:: CONSEGNA 1 ::
Estrai tutte le righe dei dati in cui compare la parola "green".

---*---

Le baby gang di Parma e del mondo sono figlie da sempre della mancanza di idee, di creatività, di empatia con i giovani e nella capacità di raccontare loro storie di realtà coinvolgenti che contengano i valori di cultura, spirito critico, etica del lavoro, lasciandoli in preda alla narrazione facile di quei Lucignolo sparsi per il mondo, disperati come loro, che oggi con i social riescono ad arrivare alle loro orecchie prima delle voci dei genitori.
I terribili figli della noia – diffusa più che mai nelle piccole realtà della provincia, un tempo scacciabile con un pallone o un mazzo di carte – oggi optano per i gesti eclatanti e brutali per creare un fattore di emersione dal nulla e sentirsi in qualche modo autentici e fatti da sé
Ma, se si assiste continuamente all’inquietante fenomeno di bambini con un telefono in mano a guardare ore ed ore di video consecutive nelle quali potrebbe essere celato qualsiasi messaggio, o peggio, nascondersi un vuoto assoluto degno di un buco nero, perché i genitori parlano tra di loro e con le istituzioni quando sono ignari già dall’infanzia dei problemi dei loro figli e non li coinvolgono nel dibattito?
La comunicazione si è interrotta molto prima che i buoi scappassero dal recinto, ed i giovani crescono già sentendosi soli, poco coinvolti, annoiati, costretti ad evadere usando gli smartphone come finestre sul mondo per prendere una boccata di ossigeno.

---*---

:: CONSEGNA 2 ::
Rispondi a queste domande sul brano dedicato alle baby gang.
(a) Con che cosa, un tempo, si poteva scacciare la noia nelle piccole realtà della provincia?
(b) Grazie a che cosa i Lucignolo riescono oggi ad arrivare alle orecchie dei giovani prima delle voci dei genitori?
(c) Come vengono usati gli smartphone dai giovani, secondo l'ultimo paragrafo?

Registri di posizionamento dei punti
---*---

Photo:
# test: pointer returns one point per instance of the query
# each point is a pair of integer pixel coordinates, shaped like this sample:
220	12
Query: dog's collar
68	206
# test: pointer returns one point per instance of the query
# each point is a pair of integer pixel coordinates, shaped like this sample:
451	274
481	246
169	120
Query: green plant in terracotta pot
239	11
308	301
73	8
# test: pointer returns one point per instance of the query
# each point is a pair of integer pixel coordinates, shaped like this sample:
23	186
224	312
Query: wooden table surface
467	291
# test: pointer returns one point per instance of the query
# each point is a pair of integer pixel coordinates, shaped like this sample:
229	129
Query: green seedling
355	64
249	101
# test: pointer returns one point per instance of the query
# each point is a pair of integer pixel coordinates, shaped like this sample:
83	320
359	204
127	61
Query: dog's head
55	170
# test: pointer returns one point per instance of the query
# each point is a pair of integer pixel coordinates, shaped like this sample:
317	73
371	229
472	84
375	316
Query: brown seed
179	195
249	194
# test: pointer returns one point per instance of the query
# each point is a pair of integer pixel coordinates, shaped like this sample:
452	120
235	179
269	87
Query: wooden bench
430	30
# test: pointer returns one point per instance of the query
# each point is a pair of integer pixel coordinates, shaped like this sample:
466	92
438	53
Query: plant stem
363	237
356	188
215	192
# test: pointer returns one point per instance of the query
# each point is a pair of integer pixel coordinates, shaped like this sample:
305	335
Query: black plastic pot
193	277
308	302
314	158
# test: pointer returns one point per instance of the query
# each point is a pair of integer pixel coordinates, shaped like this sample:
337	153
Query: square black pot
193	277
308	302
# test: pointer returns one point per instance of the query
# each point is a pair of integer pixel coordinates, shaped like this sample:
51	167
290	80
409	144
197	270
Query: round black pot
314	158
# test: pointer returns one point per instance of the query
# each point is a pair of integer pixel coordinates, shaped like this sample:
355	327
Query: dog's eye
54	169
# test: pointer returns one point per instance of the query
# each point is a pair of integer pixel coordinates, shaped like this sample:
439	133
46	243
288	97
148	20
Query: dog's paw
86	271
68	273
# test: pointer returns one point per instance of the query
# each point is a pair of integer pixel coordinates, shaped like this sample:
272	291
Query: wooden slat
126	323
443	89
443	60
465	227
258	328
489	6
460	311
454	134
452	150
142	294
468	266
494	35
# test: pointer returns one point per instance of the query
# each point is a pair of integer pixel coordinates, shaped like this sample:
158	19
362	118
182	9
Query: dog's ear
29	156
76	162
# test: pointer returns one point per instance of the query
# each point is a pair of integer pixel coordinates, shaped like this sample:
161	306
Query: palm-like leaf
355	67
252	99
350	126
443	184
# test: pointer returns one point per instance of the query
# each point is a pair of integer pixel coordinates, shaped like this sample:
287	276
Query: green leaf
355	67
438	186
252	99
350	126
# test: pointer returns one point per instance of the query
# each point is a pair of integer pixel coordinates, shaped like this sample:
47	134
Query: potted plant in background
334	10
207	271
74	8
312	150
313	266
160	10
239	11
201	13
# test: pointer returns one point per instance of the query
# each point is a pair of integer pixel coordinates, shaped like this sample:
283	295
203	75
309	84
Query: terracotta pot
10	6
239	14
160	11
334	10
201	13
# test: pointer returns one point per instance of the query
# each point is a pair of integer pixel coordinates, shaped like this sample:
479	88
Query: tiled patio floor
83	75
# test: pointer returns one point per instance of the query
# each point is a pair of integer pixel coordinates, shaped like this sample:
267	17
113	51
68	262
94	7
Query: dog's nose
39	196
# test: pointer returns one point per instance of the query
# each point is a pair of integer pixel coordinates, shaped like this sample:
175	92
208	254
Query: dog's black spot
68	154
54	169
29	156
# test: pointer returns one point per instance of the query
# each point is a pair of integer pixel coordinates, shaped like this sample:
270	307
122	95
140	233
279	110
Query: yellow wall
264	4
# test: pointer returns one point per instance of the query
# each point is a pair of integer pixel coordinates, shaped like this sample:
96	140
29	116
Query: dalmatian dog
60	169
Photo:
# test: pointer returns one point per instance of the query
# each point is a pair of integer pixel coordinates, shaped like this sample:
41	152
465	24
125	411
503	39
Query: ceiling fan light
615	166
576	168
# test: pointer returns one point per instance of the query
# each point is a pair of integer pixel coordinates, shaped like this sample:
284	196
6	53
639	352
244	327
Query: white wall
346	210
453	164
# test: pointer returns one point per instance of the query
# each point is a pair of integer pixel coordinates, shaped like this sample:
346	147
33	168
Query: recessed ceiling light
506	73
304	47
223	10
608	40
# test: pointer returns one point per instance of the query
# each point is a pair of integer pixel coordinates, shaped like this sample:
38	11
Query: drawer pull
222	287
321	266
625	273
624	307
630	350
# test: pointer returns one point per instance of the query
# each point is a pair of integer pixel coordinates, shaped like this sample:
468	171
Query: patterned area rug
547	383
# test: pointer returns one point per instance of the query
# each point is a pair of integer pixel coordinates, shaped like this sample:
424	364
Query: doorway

---*---

:: SOLUZIONE 1 ::
Query: green plant in terracotta pot
Query: green seedling
Query: green leaf

:: SOLUZIONE 2 ::
(a) Con un pallone o un mazzo di carte.
(b) Grazie ai social.
(c) Come finestre sul mondo per prendere una boccata di ossigeno.